Then comes the zone of excellence. This is where most accidental techies get stuck. You’re good at this work, maybe better than most people. It’s comfortable, you know how to do it, but it drains you. Your passion dies the longer you stay here. That’s a warning sign for you.

I want to talk about the zone of genius. This is where time disappears. You’re doing what you’re uniquely gifted to do. It feels effortless to do it. It looks like magic to everyone else. This is your zone.

Here’s what happens when you are building your skill bridge: You stop developing skills in your zones of incompetence and excellence. You start asking what skill will move me into my zone of genius. That’s the strategic skill gap. Define not what I need to learn to fit the next problem, but what I would need to be excellent at the work I’m doing.

Nowadays, if you’re in tech, everything is about AI. I highly suggest folks learn more about it, but use your genius. You don’t have to be coding everything. You can learn how your organization can implement artificial intelligence.

There are a ton of different skills that you can think of. These are the action steps for you: This week, you pick one strategic skill—not a “fix-it” skill, but a skill that moves you toward where you want to be in your career. Ask yourself: “If I could be known as the expert in one thing in my organization, what would create the most value?” and start there.

In the next 30 days, take one course, join a community of practice like NTEN or TAG, and document what you learn. Do it in teaching language. Write a Slack post, run a lunch and learn, or share it with your manager or ED. Teaching cements expertise and builds visibility at the same time. Take a course not just for the sake of taking it, but to teach others what you learned. Anything you want to reinforce on this, Gozi?

Gozi Egbuonu: I just really wanted to add that you shouldn’t assume that your employer will fund a lot of this work. Even at TAG, I’ve seen members invest in their team’s professional development and the return is real and very impactful. But if the budget isn’t there, there are free resources. Think of NTEN, TechSoup, and community forums. I used a lot of Google and Coursera. I highly recommend folks leaning into those resources as well. Do not get stifled by the fact that it isn’t being invested in at your organization in some formal way.

The Relationships Bridge

Hugo Castro: Let’s talk about the relationships bridge. This is about moving from being the go-to fixer to becoming the trusted advisor.

Usually in accidental mode, people call you when things break. You’re helpful, but you’re invisible in strategic conversations. In intentional mode, you’re in the room before decisions are made. Before that CRM gets chosen, you’re in the room—before you have to figure out how to implement that CRM that somebody decided to buy.

For me, it looked like setting up meetings across all departments to talk about how we were serving them. At Democracy Fund, we became a mission-driven operations team. That means we were serving leaders. We were asking how we might be able to be in service of the mission of the organization.

One of the things that I did there is I implemented a program where once a month staff would get paired randomly with someone from another team to have coffee chats. That broke down silos. We were able to bring out any issues before they became big issues because people were meeting from different departments that usually wouldn’t often meet. Gozi, how do you become a trusted advisor?

Gozi Egbuonu: At TAG, my role is really built around relationships with members, sector thought leaders, and practitioners. But the bridge I had to build wasn’t just external; it was internal. When I joined TAG, I had to earn my seat as a strategic thought partner. That didn’t happen because of my title. It happened because I was consistently showing up curious, not just as a program implementer. I asked questions about the “why” behind technology decisions, not just the “what.” I facilitated conversations between members and subject matter experts and created space for people to think out loud.

**COLLECTED MATERIAL**
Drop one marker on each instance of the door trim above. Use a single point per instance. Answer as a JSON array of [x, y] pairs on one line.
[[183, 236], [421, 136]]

**TASKS TO COMPLETE**
**A)** Rewrite the section of the text about accidental techies between "Nowadays, if you’re" and "implement artificial intelligence.", inclusive, replacing "artificial intelligence" with "machine learning".
**B)** Write the next part of the text about accidental techies, picking up after its final sentence.

**EXERCISE ANSWERS**
**A)**
Nowadays, if you’re in tech, everything is about AI. I highly suggest folks learn more about it, but use your genius. You don’t have to be coding everything. You can learn how your organization can implement machine learning.

**B)**
Over time, that made me someone people wanted in the room. That coffee chat principle translates everywhere. I’ve helped build partnerships that brought in at least 100K in investment by first understanding what a funder cared about, not by pitching. Relationships built on listening compound over time. I really think active, deep listening is one of the critical skills people should invest in.

Hugo Castro: 100%. Listening is key. As accidental techies, we like to explain a lot of things. At some point, we have to just shut up for a second and listen to the needs of the other person or programs.

These are the action steps for you: This week, schedule one conversation that has nothing to do with fixing something. It’s a 20-minute “listen.” Take a program director out for a Cuban sandwich—a cubano and coffee. Don’t go in with solutions; go in with questions. Ask them, “What is one technology challenge that’s slowing down your team?”

In your next meeting, maybe offer a perspective instead of waiting to be asked. Start building your peer network. Talk to your peers, like this webinar right now. There are 30 or 40 other people here who are accidental techies just like you. People doing your job at other organizations are an invaluable resource for you.

Gozi Egbuonu: I would push on the peer network piece. The sector is small. The relationships you build now will follow you. It is really critical to understand how to nurture those relationships from authentic places in ways that enrich you, the sector, and the work that you’re doing.

The Project Bridge

Hugo Castro: When we talk about the third bridge, the project bridge, we want to focus on transforming chaos into strategic achievements.

When you are operating in accidental techie mode, your project list usually resembles a collection of unresolved issues and persistent complaints: the latest update, a broken laptop, or a leak in an application.

In intentional mode, you become the missionary conductor. You’re proposing projects that not only captivate but also propel your organization forward. You’re not waiting for challenges to arise; you are identifying unique opportunities before anyone else notices.

This bridge represents a monumental transformation, particularly when your schedule is already packed. This is where you create what I call “win-for-all” solutions. A win for you, a win for the other person, a win for the organization, and a win for the whole.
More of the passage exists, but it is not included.